### Set problem
Count the lines in the rows below that contain the word "white". Give only the number.
○ ○ ○
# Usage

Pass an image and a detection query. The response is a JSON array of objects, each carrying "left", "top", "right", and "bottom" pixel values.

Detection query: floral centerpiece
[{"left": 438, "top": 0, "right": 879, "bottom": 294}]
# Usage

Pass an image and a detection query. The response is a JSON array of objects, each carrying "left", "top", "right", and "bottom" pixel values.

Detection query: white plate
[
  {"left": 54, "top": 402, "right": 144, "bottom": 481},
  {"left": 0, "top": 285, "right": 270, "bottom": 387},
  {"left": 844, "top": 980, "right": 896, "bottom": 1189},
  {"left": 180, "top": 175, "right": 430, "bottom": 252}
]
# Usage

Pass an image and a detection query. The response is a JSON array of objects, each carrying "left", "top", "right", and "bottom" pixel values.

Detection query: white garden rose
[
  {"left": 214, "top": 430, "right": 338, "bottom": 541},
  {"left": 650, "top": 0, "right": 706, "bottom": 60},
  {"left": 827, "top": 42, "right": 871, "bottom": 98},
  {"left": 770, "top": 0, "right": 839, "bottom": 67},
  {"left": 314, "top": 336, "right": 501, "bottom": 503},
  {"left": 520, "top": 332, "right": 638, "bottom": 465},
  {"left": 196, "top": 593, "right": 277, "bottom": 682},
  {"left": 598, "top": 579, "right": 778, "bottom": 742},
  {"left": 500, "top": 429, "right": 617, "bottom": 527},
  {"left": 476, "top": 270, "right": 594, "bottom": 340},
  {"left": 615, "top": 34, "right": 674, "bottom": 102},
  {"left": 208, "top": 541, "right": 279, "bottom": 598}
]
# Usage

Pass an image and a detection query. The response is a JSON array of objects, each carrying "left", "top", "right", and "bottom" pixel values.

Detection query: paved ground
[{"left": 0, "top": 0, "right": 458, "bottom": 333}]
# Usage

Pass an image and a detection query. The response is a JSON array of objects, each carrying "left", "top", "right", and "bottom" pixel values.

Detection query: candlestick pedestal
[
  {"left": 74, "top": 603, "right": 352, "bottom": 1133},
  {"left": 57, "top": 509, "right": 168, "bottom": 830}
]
○ ○ ○
### Exercise response
2